**DESCRIPTION OF THE TASK:** Write the next part of the heat exchanger notes below, starting right after their last sentence and leaving the lines that follow alone.

**GIVEN TEXT:**
Chapter 11: Heat Exchangers

Sources: brief Biddle comments in Heat Transfer (36); related U/UA from (07), (29), (30); textbook Chapter 11 (11.1–11.4) as primary support. No worked examples included.

1. Overview

A heat exchanger moves heat from a hot fluid to a cold fluid through a separating wall: hot-fluid convection → wall conduction → cold-fluid convection. This is why Ch. 11 leans on the $U$/$UA$ ideas from Chapters 3 and 8.

Two analysis methods:

1. LMTD — terminal (inlet/outlet) temperatures known or found from energy balances.
2. Effectiveness–NTU — outlet temperatures unknown but size/$UA$ known.

Parallel flow: fluids enter the same end, same direction. Counterflow: fluids enter opposite ends. Counterflow is generally more effective because the fluid-to-fluid $\Delta T$ stays more uniform along the length. Because that $\Delta T$ varies along the exchanger, the driving difference is the log-mean $\Delta T_{\text{lm}}$, not an arithmetic average.

2. Governing Equations

2.1 Energy balances & heat capacity rate

With negligible loss to surroundings, heat lost by the hot fluid = heat gained by the cold fluid:

$$\dot{q}=\dot{m}_h c_{p,h}(T_{h,i}-T_{h,o})=\dot{m}_c c_{p,c}(T_{c,o}-T_{c,i})$$

Heat capacity rate $C=\dot{m}c_p$, $[C]=\text{W/K}$, so $C_h=\dot{m}_h c_{p,h}$, $C_c=\dot{m}_c c_{p,c}$:

$$\dot{q}=C_h(T_{h,i}-T_{h,o})=C_c(T_{c,o}-T_{c,i})$$

The fluid with the smaller $C$ changes temperature more for the same $\dot q$.

[Pointing dataset excerpts]

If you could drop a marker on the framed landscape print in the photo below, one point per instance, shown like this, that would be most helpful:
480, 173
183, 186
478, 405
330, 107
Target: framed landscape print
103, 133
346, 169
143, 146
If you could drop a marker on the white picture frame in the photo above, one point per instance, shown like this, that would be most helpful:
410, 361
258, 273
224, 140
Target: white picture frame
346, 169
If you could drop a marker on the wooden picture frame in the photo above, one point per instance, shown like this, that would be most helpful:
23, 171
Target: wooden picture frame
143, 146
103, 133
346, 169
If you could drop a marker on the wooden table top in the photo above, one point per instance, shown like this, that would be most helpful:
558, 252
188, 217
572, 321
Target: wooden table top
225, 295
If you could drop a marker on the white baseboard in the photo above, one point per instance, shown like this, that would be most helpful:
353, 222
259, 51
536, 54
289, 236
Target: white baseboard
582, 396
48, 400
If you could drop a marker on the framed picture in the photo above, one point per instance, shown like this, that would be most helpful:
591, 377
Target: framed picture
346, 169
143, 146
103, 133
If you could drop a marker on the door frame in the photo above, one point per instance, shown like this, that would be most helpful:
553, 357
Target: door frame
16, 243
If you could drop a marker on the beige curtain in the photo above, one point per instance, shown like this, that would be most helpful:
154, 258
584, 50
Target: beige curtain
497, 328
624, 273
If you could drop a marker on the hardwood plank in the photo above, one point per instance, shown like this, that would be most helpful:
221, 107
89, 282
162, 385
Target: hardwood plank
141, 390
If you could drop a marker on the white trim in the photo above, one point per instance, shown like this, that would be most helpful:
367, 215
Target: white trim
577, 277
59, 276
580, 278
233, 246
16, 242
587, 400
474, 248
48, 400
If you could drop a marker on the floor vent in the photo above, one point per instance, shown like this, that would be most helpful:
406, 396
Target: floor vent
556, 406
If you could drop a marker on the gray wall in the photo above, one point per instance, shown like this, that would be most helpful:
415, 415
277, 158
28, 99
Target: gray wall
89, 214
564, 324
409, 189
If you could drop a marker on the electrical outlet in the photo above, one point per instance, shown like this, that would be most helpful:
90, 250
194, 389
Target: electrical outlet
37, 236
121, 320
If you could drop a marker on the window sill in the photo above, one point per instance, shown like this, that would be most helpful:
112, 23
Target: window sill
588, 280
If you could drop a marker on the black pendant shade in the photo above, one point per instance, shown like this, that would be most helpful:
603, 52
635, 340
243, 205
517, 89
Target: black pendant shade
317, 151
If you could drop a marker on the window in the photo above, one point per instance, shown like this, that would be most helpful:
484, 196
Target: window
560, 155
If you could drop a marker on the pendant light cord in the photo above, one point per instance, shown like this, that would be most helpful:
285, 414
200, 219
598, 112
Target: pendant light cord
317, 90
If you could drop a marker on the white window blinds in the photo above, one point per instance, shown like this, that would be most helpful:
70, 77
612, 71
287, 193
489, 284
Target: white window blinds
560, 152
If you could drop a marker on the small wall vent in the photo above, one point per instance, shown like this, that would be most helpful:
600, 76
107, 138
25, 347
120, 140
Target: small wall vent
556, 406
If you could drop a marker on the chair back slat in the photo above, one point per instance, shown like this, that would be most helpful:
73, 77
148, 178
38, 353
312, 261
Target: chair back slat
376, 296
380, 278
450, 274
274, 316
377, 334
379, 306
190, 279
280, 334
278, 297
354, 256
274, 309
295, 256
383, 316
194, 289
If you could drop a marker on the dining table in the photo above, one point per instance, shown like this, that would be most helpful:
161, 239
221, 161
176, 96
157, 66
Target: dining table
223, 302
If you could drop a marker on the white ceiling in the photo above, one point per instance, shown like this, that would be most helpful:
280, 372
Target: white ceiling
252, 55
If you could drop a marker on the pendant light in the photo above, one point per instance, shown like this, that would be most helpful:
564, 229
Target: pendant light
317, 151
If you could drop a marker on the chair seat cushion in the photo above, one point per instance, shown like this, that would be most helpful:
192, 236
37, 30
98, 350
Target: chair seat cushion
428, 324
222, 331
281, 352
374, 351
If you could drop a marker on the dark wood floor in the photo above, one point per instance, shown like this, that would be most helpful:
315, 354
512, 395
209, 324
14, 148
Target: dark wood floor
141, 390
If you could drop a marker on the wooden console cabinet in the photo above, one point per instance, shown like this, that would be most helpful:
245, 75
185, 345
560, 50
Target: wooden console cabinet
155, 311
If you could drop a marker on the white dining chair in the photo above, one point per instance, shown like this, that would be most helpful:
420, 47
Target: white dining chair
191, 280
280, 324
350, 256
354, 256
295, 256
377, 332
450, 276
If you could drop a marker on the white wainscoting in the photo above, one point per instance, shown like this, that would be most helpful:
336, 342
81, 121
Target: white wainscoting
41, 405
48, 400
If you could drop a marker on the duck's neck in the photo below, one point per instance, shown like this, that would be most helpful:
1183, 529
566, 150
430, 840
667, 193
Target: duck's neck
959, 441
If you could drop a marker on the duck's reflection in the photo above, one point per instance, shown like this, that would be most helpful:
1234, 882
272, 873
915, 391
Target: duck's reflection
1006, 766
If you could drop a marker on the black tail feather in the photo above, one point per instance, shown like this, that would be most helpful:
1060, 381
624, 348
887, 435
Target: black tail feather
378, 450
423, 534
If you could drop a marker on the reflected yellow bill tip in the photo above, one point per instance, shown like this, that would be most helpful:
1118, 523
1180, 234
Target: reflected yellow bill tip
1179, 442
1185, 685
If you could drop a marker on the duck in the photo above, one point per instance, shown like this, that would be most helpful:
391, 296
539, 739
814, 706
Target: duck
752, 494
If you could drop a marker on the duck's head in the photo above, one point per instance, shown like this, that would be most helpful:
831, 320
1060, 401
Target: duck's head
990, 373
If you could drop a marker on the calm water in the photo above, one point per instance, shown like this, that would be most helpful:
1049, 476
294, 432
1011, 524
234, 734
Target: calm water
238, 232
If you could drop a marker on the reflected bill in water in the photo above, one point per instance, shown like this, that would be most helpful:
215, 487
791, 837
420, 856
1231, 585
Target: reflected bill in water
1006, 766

**TASK RESULT:**
2.2 Rate equation & overall coefficient $U$

$$\dot{q}=UA\,\Delta T$$

Series resistances for a tube wall (with fouling):

$$\frac{1}{UA}=\frac{1}{h_iA_i}+R_{f,i}+\frac{\ln(r_o/r_i)}{2\pi kL}+R_{f,o}+\frac{1}{h_oA_o}$$

Neglecting fouling:

$$\frac{1}{UA}=\frac{1}{h_iA_i}+\frac{\ln(r_o/r_i)}{2\pi kL}+\frac{1}{h_oA_o}$$

$U$ depends on the reference area, but $UA$ is unique:

$$\frac{1}{UA}=\frac{1}{U_iA_i}=\frac{1}{U_oA_o},\qquad A_i=\pi D_i L,\quad A_o=\pi D_o L$$

With finned surfaces, use the overall surface (temperature) efficiency $\eta_o$:

$$\frac{1}{UA}=\frac{1}{(\eta_o hA)_h}+\frac{R''_{f,h}}{(\eta_o A)_h}+R_w+\frac{R''_{f,c}}{(\eta_o A)_c}+\frac{1}{(\eta_o hA)_c}$$

$R_w$ = wall conduction resistance; subscripts $h,c$ = hot/cold sides ($\eta_o$ from Ch. 3.6.4).

2.3 Log-mean temperature difference (LMTD)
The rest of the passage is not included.